• [Что нужно сделать]
Продолжи текст о фильме про Фауста и Мефистофеля, начав сразу после его последнего предложения.

• [Отрывок текста]
□ □ □

В новом фильме Мефистофель Борисова как будто получает это могущество над другими по наследству – от Павла, от Гудионова, который старался не злоупотреблять «служебным положением» и своим безраздельным правом «царить неправедно». В этом смысле можно сказать, что Борисов выступает в роли, которая давно уже ждала его, а он, быть может сам того не сознавая, шаг за шагом приближался к ней. Хотя новый Фауст, танцовщик и лицедей, искренний и беззащитный, окажется не в полной власти Мефистофеля: он его покинет, как только пожелает Бог. Бог дал – Бог взял. Человек – точно кукла, марионетка, танцующая по воле рук кукловода. Солист Театра балета из Сан-Франциско, в прошлом – солист балета Большого театра Юрий Посохов таким его и играет. Соблазненным: больно велики были соблазны. Возвращающимся к Богу по первому зову и не сразу идущим на уговоры дьявола. А между тем того и другого, как было сказано, играет один актер. Запутывая всю историю, путая все карты…
«Мне скучно, бес…» – эти слова в фильме Ю. Борисова уместнее всего и естественнее всего звучали бы из уст Бога, каким он является в исполнении Олега Борисова. Его Бог – усталый, это «deus ex machina», спускающийся с поднебесья тогда, когда уже никак без него нельзя. Необходимый постольку, поскольку необходим хеппи-энд. Усталым, впрочем, является и его Мефистофель, в глазах которого жизнь начинает играть лишь тогда, когда он «освобождается» от Фауста, и, просыпаясь свободным, точно после пьяного загула, хватается за банку с огурцами и, довольный, ими хрустит. Хрустит – по-свойски.
Дело не в умершем Боге и не в Боге усталом, не в усталом черте – устал старый мир, устала материя, подобно тому, как это было описано в набоковском «Приглашении на казнь». Потому так свободно бродят здесь разнообразные сюжеты и герои «чужих» историй. Старьевщица-ведьма вдруг принимается читать с середины, с самого, то есть, расхулиганистого места пушкинского «Царя Никиту…», и Мефистофель и Фауст включаются в не ими начатую игру, нисколько не противясь неожиданному повороту сюжета. Император напрасно добивается взаимности – не оттого, что Фауст противится однополой любви: в мире, населенном таким множеством уродцев и уродов, всякая любовь выглядит естественной (а запретов здесь нет), – его привязчивости одновременно противятся оба персонажа Борисова. Не потому, что сами ищут расположения Фауста, хотя нелюбимость наверняка доставляет обоим немало страданий и физических мук.

□ □ □

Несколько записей
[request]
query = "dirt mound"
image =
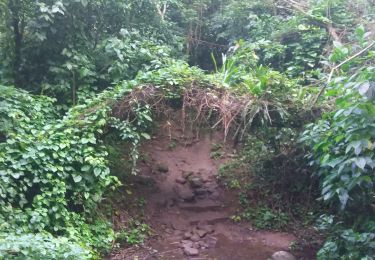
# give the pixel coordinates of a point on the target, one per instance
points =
(189, 210)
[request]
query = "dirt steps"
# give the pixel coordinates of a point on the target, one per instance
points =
(189, 210)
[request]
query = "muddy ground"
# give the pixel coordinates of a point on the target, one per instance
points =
(187, 208)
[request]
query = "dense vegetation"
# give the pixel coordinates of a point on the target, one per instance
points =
(301, 76)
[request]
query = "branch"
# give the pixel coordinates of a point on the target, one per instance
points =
(338, 66)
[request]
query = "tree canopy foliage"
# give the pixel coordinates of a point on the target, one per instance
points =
(302, 72)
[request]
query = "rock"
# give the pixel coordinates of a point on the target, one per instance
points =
(177, 232)
(189, 251)
(208, 228)
(201, 233)
(202, 244)
(196, 182)
(215, 195)
(186, 243)
(186, 174)
(181, 180)
(170, 203)
(185, 193)
(210, 241)
(195, 238)
(187, 235)
(196, 245)
(162, 167)
(283, 255)
(200, 191)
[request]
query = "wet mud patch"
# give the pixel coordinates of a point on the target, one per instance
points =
(187, 208)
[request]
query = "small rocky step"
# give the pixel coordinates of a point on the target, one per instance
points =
(201, 206)
(209, 217)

□ □ □

• [Ответ]
Нагромождение сюжетов и героев, всеобщие – в буквальном смысле – разброд и шатания рождают аналогию с лавкой старьевщика. Но, скорее, с заваленной безделушками и дорогими предметами без разбора восточной антикварной лавкой. Так дробен фильм, в котором короткие эпизоды и с клиповой стремительностью друг друга сменяющие кадры сочетаются с фрагментами долгими, затяжными, снятыми с неторопливой подробностью Владимиром Шевциком в фильме Юрия Борисова.
Воспоминания
Лев Додин«Счастливей меня человека нет»
Первое впечатление от Борисова на сцене – спектакль БДТ «Король Генрих IV». До сих пор помню бой с Хотспером – Стржельчиком, балагурье и кутежи с Фальстафом-Лебедевым, но общее впечатление от спектакля – холодноватое и сумбурное. Над сценой висит корона, придавливая артистов, Борисов мечется в этой кипящей, разнородной гуще, всегда единственный, обращенный к себе; в каждой капле крови тлеет разожженный уголек.
В «Трех мешках сорной пшеницы» эти угольки разожглись до пожара. Пожалуй, Кистерев – самая цельная его, изнутри рожденная и прожитая внутренняя жизнь.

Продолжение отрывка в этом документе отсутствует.